__Trecho selecionado__.

########

Insuficiente assistência internacional e políticas discriminatórias impostas pelas autoridades do Líbano estão criando condições que permitem a exploração e o abuso de mulheres refugiadas naquele país, denuncia a Anistia Internacional em novo relatório publicado nas vésperas da Conferência de Doadores para a Síria, agendada para esta quinta-feira, 4 de fevereiro, em Londres.
O relatório – intitulado “‘I want a safe place’: Refugee women from Syria uprooted and unprotected in Lebanon” (“Quero um lugar seguro”: Mulheres refugiadas da Síria desenraizadas e desprotegidas no Líbano) e publicado esta terça-feira, 2 de fevereiro – mostra como a recusa do Governo libanês em renovar as autorizações de residência a refugiados a par da falta de financiamento internacional estão deixando as mulheres refugiadas numa situação extremamente precária, e a pô-las em risco de exploração às mãos de pessoas em posição de poder, incluindo senhorios, empregadores e até mesmo a polícia.
“Esta combinação de uma muito significativa insuficiência de financiamento internacional para a crise de refugiados e das rígidas restrições impostas aos refugiados pelas autoridades libanesas alimentam um clima em que as mulheres refugiadas da Síria se veem em risco acrescido de perseguição e de exploração, incapazes mesmo de procurarem proteção junto das autoridades”, sublinha a investigadora da Anistia Internacional perita em matérias de gênero, Kathryn Ramsay.

########

__Material fornecido__.
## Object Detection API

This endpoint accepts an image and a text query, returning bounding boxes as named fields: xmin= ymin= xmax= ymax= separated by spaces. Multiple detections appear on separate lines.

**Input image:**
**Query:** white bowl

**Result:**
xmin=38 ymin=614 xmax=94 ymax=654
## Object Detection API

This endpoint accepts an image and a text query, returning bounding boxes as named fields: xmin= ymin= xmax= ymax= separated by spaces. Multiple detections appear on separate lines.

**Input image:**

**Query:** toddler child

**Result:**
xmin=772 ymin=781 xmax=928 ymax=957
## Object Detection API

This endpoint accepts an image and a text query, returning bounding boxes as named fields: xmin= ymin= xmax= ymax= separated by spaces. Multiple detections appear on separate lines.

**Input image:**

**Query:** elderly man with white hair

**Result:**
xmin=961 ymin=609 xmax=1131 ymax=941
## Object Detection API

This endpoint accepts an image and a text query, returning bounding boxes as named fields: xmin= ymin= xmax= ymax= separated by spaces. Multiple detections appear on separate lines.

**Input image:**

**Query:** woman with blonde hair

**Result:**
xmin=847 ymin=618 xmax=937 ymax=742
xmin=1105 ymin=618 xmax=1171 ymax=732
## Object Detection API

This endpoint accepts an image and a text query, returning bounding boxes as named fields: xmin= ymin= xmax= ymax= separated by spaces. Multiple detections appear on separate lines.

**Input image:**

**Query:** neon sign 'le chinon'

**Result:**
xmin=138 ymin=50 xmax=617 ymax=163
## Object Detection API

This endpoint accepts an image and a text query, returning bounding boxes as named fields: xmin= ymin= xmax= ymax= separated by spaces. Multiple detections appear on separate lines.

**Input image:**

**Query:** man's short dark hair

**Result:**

########

__Exercício proposto 1__.
Reproduza o trecho selecionado desde "Insuficiente assistência internacional" até "fevereiro, em Londres.", inclusive, trocando "Londres" por "Genebra".
__Exercício proposto 2__.
De acordo com o trecho selecionado, em que dia foi publicado o relatório da Anistia Internacional?

__Resposta à tarefa 1__.
Insuficiente assistência internacional e políticas discriminatórias impostas pelas autoridades do Líbano estão criando condições que permitem a exploração e o abuso de mulheres refugiadas naquele país, denuncia a Anistia Internacional em novo relatório publicado nas vésperas da Conferência de Doadores para a Síria, agendada para esta quinta-feira, 4 de fevereiro, em Genebra.

__Resposta à tarefa 2__.
Na terça-feira, 2 de fevereiro.